According to the text on range-based partitioning, how long did the partitioned table take to run the query counting only the records from 1995?

• **Provided text**
-=-=-=-=-
Benefits of Range-Based Partitioning{1}


Database Partitioning is breaking up large amounts of data into smaller parts which can be beneficial if done correctly. The purpose behind database partitioning is to simplify managing large amounts of data and boost performance. Performance is boosted because segments of data can be stored in different directories and because MySQL will only search the segments that contain the data the query is asking for. The picture below illustrates an example of application requests being handled by limited resources which can slow down the system.

 

The two most commonly used partitioning methods are horizontal and vertical partitioning. In the article entitled “Improving Database Performance with Partitioning “  Robert Schumacher  focuses primarily on horizontal partitioning. This involves combining rows of data that contain attributes that fall within a specified range.  The combined rows are segmented into smaller parts and are assigned a position. The article points out, that historically DBA’s had to build separate tables to hold these parts. However this is now a built-in feature within most storage engines.  The author uses a non-partition table (non_part table) and a partitioned table(part_table) to demonstrate the differences in performances.  The partitioned table is created by the following:

mysql> CREATE TABLE part_tab
->   (  c1 int default NULL,
->      c2 varchar(30) default NULL,
->      c3 date default NULL
->
->      ) engine=myisam
->      PARTITION BY RANGE (year(c3)) (
PARTITION p0 VALUES LESS THAN (1995),
PARTITION p1 VALUES LESS THAN (1996) ,
PARTITION p2 VALUES LESS THAN (1997) ,

The author inserts 8 million records into both tables and executes a query to count only the records from 1995.  The non-partitioned table takes 38 seconds to execute this query while the partitioned table takes only 3.8 seconds.
-=-=-=-=-
Collected data:
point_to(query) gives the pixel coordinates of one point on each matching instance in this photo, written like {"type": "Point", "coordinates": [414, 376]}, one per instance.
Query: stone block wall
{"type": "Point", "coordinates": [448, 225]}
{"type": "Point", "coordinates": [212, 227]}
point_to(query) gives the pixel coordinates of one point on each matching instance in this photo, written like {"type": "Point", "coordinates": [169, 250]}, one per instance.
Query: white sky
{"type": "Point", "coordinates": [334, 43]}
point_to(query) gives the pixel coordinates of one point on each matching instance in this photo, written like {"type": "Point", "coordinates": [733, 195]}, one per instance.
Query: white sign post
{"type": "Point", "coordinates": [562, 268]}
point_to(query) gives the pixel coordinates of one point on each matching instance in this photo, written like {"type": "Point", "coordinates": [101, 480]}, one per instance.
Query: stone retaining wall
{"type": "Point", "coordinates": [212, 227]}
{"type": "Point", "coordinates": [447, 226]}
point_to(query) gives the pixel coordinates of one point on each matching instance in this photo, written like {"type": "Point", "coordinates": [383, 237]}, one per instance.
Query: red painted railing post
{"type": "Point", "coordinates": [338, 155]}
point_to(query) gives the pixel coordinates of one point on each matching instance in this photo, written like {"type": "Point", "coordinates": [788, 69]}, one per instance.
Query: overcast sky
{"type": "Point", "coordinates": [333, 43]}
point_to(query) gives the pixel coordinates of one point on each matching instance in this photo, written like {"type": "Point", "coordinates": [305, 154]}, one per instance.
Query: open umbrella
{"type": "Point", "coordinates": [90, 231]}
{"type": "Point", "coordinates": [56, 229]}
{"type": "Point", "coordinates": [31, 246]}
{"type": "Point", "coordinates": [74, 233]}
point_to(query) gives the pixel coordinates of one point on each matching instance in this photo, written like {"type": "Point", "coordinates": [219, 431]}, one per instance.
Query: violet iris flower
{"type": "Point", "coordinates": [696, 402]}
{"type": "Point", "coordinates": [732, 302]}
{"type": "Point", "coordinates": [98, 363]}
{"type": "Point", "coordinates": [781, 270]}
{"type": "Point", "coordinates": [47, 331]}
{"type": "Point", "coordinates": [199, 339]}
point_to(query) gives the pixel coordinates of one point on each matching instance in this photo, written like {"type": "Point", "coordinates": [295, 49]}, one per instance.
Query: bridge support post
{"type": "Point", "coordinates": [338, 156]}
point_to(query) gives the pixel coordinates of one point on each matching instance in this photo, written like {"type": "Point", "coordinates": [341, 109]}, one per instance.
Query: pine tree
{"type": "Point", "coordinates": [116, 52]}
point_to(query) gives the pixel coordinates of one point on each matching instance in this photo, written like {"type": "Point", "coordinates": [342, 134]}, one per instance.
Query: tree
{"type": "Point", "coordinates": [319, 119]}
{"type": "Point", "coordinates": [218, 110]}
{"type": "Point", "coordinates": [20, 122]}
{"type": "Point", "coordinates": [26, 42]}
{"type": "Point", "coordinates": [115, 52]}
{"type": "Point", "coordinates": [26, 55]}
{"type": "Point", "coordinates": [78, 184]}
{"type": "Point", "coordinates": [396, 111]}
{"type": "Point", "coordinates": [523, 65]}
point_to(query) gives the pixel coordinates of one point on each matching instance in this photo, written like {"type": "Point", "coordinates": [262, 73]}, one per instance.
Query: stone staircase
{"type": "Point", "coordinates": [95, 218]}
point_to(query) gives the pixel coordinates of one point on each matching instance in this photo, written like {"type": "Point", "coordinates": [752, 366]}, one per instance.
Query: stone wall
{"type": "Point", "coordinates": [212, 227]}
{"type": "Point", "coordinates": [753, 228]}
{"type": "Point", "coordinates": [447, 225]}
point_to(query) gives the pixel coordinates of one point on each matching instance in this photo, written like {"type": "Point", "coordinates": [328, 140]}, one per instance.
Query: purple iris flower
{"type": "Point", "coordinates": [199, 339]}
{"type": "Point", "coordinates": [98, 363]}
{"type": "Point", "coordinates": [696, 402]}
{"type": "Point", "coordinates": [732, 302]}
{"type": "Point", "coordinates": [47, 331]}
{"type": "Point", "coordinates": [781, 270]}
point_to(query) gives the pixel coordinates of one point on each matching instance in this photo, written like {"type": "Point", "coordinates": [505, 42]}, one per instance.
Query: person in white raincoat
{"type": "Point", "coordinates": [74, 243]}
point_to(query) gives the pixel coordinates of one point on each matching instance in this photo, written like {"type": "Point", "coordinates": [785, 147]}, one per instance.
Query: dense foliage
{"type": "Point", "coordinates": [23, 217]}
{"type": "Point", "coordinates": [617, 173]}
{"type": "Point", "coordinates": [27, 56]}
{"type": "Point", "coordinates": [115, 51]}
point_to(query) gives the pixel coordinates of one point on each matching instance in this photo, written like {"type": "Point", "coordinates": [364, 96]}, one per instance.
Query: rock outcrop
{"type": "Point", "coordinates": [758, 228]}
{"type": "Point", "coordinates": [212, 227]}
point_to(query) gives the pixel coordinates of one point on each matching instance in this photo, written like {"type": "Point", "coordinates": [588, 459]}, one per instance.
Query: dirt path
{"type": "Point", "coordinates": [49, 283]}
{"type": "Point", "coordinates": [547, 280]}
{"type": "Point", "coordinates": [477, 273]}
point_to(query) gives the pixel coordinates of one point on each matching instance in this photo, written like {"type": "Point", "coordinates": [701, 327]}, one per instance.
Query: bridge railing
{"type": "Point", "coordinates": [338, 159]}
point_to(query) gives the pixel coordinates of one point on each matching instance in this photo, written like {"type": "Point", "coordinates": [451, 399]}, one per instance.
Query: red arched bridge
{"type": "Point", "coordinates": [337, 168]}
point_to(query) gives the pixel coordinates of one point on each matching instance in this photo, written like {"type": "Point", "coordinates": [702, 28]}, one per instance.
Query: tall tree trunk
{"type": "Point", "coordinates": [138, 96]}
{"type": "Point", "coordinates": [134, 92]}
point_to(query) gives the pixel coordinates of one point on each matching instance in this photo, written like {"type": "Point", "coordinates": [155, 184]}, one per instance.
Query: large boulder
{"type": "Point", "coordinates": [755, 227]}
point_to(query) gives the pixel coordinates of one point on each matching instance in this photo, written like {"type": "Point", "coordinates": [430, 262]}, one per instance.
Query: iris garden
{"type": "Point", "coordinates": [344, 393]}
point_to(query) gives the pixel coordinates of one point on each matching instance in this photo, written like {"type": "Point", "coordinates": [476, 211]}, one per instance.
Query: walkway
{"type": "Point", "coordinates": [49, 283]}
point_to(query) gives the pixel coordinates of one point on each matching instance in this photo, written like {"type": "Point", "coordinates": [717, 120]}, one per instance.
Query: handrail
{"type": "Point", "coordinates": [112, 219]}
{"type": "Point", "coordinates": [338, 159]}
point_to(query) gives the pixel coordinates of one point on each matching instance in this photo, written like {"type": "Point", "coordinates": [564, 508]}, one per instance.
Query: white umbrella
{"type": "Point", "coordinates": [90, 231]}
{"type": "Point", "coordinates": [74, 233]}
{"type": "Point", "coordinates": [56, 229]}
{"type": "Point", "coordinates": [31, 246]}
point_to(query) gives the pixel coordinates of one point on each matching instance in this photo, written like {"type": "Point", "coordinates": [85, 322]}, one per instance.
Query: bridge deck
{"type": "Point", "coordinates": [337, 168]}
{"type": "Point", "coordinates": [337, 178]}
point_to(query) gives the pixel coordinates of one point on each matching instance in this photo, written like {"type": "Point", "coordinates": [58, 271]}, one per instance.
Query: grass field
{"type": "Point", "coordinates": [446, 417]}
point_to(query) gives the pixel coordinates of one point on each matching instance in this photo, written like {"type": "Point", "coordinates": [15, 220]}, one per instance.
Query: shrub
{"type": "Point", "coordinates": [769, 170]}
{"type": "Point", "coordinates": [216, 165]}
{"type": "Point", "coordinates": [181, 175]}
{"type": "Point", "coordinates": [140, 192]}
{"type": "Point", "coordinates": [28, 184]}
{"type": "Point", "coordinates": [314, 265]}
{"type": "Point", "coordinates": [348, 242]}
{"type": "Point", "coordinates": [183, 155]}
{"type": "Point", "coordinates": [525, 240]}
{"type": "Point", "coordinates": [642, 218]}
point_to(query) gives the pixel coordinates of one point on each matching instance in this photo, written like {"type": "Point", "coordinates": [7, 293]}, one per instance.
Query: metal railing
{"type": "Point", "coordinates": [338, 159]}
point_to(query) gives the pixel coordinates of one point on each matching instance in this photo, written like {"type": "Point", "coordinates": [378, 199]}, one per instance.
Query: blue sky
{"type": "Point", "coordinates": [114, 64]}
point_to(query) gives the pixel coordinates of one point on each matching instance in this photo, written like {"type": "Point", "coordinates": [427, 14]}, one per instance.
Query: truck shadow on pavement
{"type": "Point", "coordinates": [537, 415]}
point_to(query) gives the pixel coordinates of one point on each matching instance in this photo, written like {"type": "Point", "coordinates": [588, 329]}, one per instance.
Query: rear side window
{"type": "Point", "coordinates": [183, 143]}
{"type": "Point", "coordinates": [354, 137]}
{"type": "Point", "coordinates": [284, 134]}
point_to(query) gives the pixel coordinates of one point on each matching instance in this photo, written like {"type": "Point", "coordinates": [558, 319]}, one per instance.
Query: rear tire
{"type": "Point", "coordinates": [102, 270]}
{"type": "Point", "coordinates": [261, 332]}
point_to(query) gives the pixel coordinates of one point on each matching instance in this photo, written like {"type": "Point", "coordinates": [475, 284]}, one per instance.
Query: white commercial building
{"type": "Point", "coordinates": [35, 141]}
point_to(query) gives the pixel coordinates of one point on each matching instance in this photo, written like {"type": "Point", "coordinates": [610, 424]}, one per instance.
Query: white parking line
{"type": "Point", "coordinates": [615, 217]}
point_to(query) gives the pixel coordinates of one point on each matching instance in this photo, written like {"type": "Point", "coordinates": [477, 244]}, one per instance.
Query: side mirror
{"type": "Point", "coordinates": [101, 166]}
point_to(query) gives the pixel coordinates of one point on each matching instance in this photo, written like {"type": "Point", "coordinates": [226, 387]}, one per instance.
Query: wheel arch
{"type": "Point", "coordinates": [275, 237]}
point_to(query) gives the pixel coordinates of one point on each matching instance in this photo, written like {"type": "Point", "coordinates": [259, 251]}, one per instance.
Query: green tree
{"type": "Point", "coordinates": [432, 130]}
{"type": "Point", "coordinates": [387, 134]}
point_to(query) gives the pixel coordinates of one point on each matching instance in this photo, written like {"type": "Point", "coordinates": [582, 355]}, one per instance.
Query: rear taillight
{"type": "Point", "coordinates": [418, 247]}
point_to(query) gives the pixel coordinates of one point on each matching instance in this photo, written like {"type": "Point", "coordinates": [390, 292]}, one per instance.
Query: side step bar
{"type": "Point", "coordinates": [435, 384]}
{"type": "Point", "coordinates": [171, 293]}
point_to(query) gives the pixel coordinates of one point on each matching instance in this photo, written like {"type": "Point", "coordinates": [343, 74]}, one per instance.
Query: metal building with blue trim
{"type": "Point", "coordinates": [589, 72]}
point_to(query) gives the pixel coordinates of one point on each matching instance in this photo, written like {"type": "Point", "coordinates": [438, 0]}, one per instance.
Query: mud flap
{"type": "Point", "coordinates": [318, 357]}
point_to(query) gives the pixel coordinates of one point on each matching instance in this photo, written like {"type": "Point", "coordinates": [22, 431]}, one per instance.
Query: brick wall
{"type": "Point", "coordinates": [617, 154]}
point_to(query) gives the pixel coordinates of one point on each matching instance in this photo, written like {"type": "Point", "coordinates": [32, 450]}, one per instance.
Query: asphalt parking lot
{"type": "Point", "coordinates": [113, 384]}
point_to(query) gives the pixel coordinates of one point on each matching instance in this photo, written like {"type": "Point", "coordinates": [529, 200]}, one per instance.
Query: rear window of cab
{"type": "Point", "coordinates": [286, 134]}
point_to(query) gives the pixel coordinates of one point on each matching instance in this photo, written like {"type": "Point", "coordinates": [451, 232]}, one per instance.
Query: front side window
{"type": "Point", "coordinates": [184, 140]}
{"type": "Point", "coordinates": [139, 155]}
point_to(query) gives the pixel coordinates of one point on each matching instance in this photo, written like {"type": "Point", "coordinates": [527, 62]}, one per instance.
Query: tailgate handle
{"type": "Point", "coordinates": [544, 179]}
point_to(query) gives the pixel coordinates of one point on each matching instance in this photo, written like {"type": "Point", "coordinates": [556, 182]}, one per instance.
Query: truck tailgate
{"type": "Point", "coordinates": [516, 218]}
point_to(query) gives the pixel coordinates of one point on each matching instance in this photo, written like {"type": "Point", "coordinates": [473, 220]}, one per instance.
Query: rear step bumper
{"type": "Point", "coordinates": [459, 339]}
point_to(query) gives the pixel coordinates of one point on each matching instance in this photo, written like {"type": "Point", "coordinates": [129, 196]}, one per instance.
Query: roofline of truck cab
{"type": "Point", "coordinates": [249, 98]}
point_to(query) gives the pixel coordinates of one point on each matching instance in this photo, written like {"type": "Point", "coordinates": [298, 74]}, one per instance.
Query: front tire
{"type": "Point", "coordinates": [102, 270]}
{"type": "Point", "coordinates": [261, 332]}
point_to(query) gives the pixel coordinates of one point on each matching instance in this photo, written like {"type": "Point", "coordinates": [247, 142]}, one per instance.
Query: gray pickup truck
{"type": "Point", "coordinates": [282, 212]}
-=-=-=-=-
• **Task solution**
3.8 seconds.